◆ **Text to read**
That was enough to get the laser where we needed it, but then the control laser tended to drift over the 5-10 minute experimental runs. So we would have somebody stand next to the laser control box, looking at the spectrum analyzer, and when the frequency started to move away from the point we wanted, they would use the manual tuning knob to bring it back. It was a little tedious, but we took turns doing it, and it was faster than spending a week or two getting a good stabilization system working.

Scott did point out, though, that this probably constituted the most expensive laser locking system in the world, given what an NRC post-doc gets paid.

As I said, this was probably my favorite of the experiments that I did at NIST, because it was mine from start to finish. It was my off-hand idea to do the experiment in the first place, I made the decisions about what to measure, and I did almost all of the analysis myself.

This was also one of the first times I felt like a Real Physicist, because the analysis I was doing wasn’t trivial. I needed to figure out what the various bits of the signal meant before I could extract information from them, and while there weren’t any real “eureka!” moments, there were a lot of small epiphanies where things just clicked into place, and I realized what something meant, and how to use it to measure something interesting.

◆ **What this exercise asks**
- a) Rewrite the account of the NIST experiment starting with "This was also" and going on through "measure something interesting.", putting "insights" in place of "epiphanies".
- b) Carry on the account of the NIST experiment from the point where it stops.

◆ **Collected material**
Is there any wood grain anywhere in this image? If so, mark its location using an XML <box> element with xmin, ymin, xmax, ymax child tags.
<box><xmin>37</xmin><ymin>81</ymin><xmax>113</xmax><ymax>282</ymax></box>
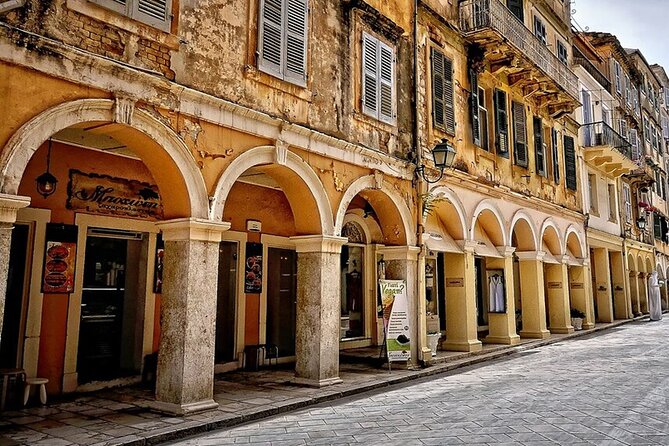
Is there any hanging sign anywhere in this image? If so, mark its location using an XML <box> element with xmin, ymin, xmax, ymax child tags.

◆ **Exercise responses**
- a)
This was also one of the first times I felt like a Real Physicist, because the analysis I was doing wasn’t trivial. I needed to figure out what the various bits of the signal meant before I could extract information from them, and while there weren’t any real “eureka!” moments, there were a lot of small insights where things just clicked into place, and I realized what something meant, and how to use it to measure something interesting.

- b)
As I said, the whole thing was a blast, and is one of my fondest memories of grad school. Even the paper-writing, which I’ll leave for a separate post.

1 comment

  1. I like the fact that somebody (in this case Steve) needed to understand that the delay wasn’t 4us but a factor of sqrt(2). That’s a nice illustration of what happens a lot in experimental physics, when you have to look at something in a different way to understand it.

    I remember being confused in our four-wave mixing experiment about what appeared to be too-perfect electromagnetically induced transparency (EIT). It took me a while to understand that we were looking at a gain process, which was closely related to EIT but needed to be understood in a different way to make sense.